- What is needed -
Every record must come back exactly as given.

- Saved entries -
*** Begin section ***

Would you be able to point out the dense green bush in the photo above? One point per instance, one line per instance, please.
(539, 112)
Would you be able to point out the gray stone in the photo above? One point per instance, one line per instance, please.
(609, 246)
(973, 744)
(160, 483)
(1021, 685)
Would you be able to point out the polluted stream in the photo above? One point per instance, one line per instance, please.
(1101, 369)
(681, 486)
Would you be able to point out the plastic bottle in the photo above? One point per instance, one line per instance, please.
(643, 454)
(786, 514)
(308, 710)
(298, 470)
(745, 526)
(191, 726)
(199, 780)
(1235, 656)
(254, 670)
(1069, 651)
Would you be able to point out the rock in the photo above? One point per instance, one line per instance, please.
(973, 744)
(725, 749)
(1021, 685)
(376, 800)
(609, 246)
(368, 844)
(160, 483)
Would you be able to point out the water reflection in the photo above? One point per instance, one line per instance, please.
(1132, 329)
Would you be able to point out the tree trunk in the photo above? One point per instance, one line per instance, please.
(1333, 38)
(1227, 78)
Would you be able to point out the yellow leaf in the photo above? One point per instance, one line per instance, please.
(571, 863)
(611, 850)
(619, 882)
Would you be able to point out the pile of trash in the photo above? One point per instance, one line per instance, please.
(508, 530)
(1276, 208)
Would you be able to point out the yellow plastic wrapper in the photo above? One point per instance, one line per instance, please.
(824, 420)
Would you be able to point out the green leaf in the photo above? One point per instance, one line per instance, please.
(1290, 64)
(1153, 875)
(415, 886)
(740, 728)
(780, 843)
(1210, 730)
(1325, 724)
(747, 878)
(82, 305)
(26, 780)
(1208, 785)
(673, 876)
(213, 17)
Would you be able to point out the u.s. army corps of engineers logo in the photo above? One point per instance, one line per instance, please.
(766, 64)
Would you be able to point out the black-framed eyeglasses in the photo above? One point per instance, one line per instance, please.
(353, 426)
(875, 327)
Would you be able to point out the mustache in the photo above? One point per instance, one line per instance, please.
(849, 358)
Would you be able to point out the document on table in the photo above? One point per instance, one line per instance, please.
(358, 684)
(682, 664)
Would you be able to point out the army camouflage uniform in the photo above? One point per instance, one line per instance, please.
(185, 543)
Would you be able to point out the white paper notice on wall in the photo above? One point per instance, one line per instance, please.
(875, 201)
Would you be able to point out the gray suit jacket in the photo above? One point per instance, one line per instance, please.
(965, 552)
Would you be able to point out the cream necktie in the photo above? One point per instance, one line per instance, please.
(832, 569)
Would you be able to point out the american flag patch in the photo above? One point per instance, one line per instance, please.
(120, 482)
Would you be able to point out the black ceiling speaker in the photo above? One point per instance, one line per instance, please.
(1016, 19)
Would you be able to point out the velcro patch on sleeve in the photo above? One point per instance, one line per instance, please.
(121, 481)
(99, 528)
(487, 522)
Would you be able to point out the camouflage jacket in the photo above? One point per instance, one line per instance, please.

*** End section ***

- Output below -
Would you be able to point out the dense green bush in the photo above? One point per instance, one line per instance, please.
(539, 112)
Would you be able to point out the gray stone in the photo above? One point per instance, one line per instance, please.
(609, 246)
(973, 744)
(160, 483)
(1021, 685)
Would you be able to point out the polluted stream in the photo above? One point per instance, one line per instance, please.
(1101, 369)
(681, 486)
Would you be able to point out the plastic bottle in the photo above? One point per instance, one line per instance, please.
(643, 454)
(786, 514)
(308, 710)
(298, 470)
(745, 526)
(191, 726)
(199, 780)
(1235, 656)
(254, 670)
(1069, 651)
Would you be able to point out the rock in the photo above? One point per instance, one line per instance, please.
(973, 744)
(725, 749)
(1021, 685)
(376, 800)
(609, 246)
(368, 844)
(160, 483)
Would you be able to point out the water reflection in the photo above? One point per instance, one line per instance, please.
(1132, 329)
Would you be able to point out the tree trunk in the photo above? One point per instance, one line per instance, please.
(1333, 38)
(1227, 78)
Would you be able to point out the yellow leaf in the photo above? One point per instance, one line per instance, please.
(571, 863)
(611, 850)
(619, 882)
Would you be able to point out the pile of trash in the photo above? One point per instance, one line per instance, please.
(508, 530)
(1276, 208)
Would you be able to point out the yellow plastic wrapper in the photo above? One point per instance, one line per instance, please.
(824, 420)
Would you be able to point out the green leaf in the photo above? One point per instance, one line per instance, please.
(1290, 64)
(1153, 875)
(415, 886)
(740, 728)
(780, 843)
(1210, 730)
(1325, 724)
(747, 878)
(82, 305)
(26, 780)
(1208, 785)
(673, 876)
(213, 17)
Would you be able to point out the u.s. army corps of engineers logo in the photo above? One point per instance, one line per instance, please.
(766, 64)
Would you be able to point out the black-framed eyeglasses in the photo above? One point per instance, one line per instance, please.
(353, 426)
(875, 327)
Would you be able to point out the mustache in the photo above? One point per instance, one line per instance, please.
(849, 358)
Would you be able to point out the document on table in the photo above? One point per instance, one line per instance, please.
(358, 684)
(682, 664)
Would you be able to point out the army camouflage uniform in the photo above? One point per instance, one line per instance, please.
(185, 543)
Would you be able to point out the white paper notice on wall in the photo above? One point per instance, one line per instance, please.
(875, 201)
Would you be able to point out the gray suit jacket in the photo above? One point per instance, one line per instance, please.
(965, 552)
Would you be able to point out the cream necktie in the photo above? One point per instance, one line per instance, please.
(832, 569)
Would you be able to point out the american flag patch in the photo above? One point per instance, one line per instance, please.
(120, 482)
Would you be able to point out the black ceiling speaker in the photo above? One point per instance, one line per instance, please.
(1016, 19)
Would you be able to point out the velcro patch on sleeve in the photo above? One point per instance, one line per instance, please.
(121, 481)
(99, 528)
(487, 522)
Would you be able to point out the camouflage jacket in the photo above? One point per instance, one line per instance, please.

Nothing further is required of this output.